The second version of California Reanalysis Downscaling at 10km (CaRD10v2)

- a part of REBI model intercomparison project.


Most of the physics are same as CaRD10


The physical processes included in the model are listed in the table below. The physical parameterization schemes used in RSM are fully tested in its global model counterpart - the Global Spectral Model - with ensemble AMIP type runs. The skill of the simulation is
reasonable and comparable to many other global models (Robertson et al., 2004). For the application of the schemes to high resolution regional downscaling by RSM, no explicit changes of the physical processes are applied, except the horizontal diffusion.

## Material
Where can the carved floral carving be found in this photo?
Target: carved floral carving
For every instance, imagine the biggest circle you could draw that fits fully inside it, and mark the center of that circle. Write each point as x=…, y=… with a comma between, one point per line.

## Given problem A
According to the CaRD10v2 description, on what basis are the physical parameterization schemes in RSM considered reliable? Explain in one to three sentences.
## Given problem B
Revise the passage of the CaRD10v2 description starting at "Most of the" and ending at "the horizontal diffusion.", replacing "horizontal diffusion" with "vertical diffusion".

## Expected output A
The schemes were fully tested in RSM's global model counterpart, the Global Spectral Model, using ensemble AMIP-type runs. The simulation skill from those tests was reasonable and comparable to many other global models (Robertson et al., 2004).

## Expected output B
Most of the physics are same as CaRD10


The physical processes included in the model are listed in the table below. The physical parameterization schemes used in RSM are fully tested in its global model counterpart - the Global Spectral Model - with ensemble AMIP type runs. The skill of the simulation is
reasonable and comparable to many other global models (Robertson et al., 2004). For the application of the schemes to high resolution regional downscaling by RSM, no explicit changes of the physical processes are applied, except the vertical diffusion.